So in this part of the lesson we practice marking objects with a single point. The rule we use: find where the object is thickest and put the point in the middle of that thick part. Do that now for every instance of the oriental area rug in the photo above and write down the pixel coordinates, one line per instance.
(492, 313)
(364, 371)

---

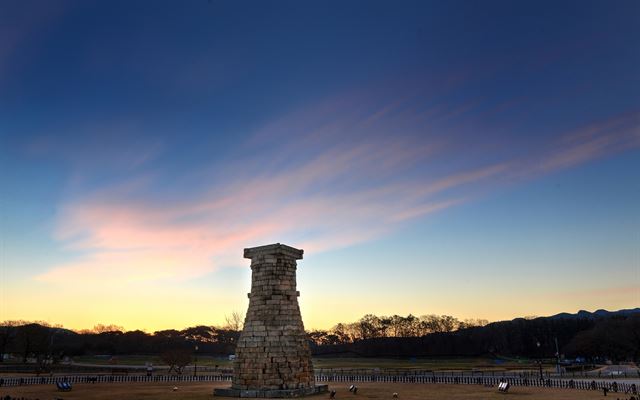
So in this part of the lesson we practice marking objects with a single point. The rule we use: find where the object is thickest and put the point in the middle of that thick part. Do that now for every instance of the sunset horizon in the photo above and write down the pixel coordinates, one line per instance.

...

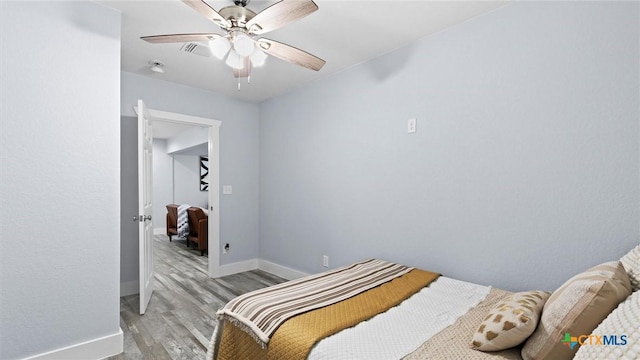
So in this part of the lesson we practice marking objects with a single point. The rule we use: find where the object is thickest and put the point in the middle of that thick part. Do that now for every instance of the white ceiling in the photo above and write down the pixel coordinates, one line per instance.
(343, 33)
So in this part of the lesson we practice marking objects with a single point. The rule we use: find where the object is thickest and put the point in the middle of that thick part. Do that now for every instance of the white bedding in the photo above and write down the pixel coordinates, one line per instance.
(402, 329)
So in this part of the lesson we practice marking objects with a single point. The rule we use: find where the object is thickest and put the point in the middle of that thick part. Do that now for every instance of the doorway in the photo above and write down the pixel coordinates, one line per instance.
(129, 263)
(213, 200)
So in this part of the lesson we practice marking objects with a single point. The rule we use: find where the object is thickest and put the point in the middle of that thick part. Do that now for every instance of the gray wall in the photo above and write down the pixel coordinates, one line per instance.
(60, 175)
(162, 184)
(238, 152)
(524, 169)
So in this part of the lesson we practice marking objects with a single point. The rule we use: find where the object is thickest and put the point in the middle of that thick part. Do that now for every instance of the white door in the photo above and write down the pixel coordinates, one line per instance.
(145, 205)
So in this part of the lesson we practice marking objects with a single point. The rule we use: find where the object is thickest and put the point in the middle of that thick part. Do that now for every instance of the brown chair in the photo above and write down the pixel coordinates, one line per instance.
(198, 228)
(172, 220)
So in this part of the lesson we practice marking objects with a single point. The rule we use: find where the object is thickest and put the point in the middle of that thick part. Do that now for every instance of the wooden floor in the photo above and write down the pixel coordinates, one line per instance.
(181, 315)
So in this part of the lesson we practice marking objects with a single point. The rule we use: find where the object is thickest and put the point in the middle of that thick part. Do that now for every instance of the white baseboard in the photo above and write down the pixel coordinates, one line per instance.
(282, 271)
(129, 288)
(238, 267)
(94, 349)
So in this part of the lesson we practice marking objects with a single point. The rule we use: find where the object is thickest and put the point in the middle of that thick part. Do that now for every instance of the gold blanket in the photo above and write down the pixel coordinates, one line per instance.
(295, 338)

TASK GOAL:
Pull out every line of the items above that contains the string "wall", matching case exactly.

WORKED ANSWER:
So in this part of the lesson we practice marking objects with a single point. The rule we use: find where the object is thickest and put the point in the middle of that thick part. Do that now for every instance of the gray wall in the photo above and write down the pixel coordinates, one line per instance.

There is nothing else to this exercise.